● **Set task**
Reproduce the rows from the start through the line containing "(1138, 752)", both ends included. Keep every line whole, and multiply each coordinate in the answers by 0.25, rounding to whole numbers with halves going up.

● **Excerpted records**
- - -
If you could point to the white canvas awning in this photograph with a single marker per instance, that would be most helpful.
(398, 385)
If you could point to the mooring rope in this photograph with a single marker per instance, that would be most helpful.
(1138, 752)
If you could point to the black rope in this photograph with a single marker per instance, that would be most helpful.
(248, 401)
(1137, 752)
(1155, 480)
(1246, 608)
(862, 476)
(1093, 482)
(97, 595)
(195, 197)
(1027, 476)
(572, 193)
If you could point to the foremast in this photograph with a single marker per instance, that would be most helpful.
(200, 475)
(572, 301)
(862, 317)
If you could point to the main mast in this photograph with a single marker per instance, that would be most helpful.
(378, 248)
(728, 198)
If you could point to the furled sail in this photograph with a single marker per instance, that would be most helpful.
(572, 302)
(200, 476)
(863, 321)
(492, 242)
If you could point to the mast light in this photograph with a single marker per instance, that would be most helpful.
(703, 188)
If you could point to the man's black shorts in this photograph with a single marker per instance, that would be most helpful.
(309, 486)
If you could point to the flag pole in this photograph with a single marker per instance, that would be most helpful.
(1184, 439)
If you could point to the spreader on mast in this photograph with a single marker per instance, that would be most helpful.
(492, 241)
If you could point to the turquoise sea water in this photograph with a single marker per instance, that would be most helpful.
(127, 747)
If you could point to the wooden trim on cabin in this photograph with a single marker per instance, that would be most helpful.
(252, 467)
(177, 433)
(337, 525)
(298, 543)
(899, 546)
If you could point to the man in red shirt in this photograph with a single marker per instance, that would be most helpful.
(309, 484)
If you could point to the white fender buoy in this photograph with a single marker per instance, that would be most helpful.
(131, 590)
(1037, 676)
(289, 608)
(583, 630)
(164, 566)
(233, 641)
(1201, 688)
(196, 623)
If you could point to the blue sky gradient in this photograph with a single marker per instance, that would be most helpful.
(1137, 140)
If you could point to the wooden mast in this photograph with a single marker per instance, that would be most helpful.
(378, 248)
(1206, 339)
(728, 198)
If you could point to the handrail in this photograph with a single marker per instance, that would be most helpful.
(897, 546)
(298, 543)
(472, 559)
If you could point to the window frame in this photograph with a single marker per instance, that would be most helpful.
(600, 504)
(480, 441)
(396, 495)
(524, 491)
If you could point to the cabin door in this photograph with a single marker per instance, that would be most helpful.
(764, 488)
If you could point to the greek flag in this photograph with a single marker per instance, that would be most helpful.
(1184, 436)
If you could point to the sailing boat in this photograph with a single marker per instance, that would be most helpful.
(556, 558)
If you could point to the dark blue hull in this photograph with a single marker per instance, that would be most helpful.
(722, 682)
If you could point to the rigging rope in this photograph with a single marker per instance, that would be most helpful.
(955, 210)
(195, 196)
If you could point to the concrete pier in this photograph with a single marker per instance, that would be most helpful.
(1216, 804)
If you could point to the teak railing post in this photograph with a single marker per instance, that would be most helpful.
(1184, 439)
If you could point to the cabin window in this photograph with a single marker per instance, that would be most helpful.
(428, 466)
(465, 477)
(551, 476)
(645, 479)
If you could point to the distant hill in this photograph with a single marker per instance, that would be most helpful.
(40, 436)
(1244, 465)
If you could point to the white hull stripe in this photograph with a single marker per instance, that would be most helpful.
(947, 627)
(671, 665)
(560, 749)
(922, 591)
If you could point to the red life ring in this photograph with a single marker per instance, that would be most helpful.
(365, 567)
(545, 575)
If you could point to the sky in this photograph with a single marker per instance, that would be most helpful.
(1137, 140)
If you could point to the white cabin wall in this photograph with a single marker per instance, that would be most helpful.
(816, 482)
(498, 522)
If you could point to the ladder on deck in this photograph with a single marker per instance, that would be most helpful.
- - -
● **Solution for this exercise**
If you could point to the white canvas awning in this photograph with a single marker per instance, that would be most helpful.
(100, 96)
If you could point to the mooring rope in this photograph with a single marker per instance, that would be most helpful.
(285, 188)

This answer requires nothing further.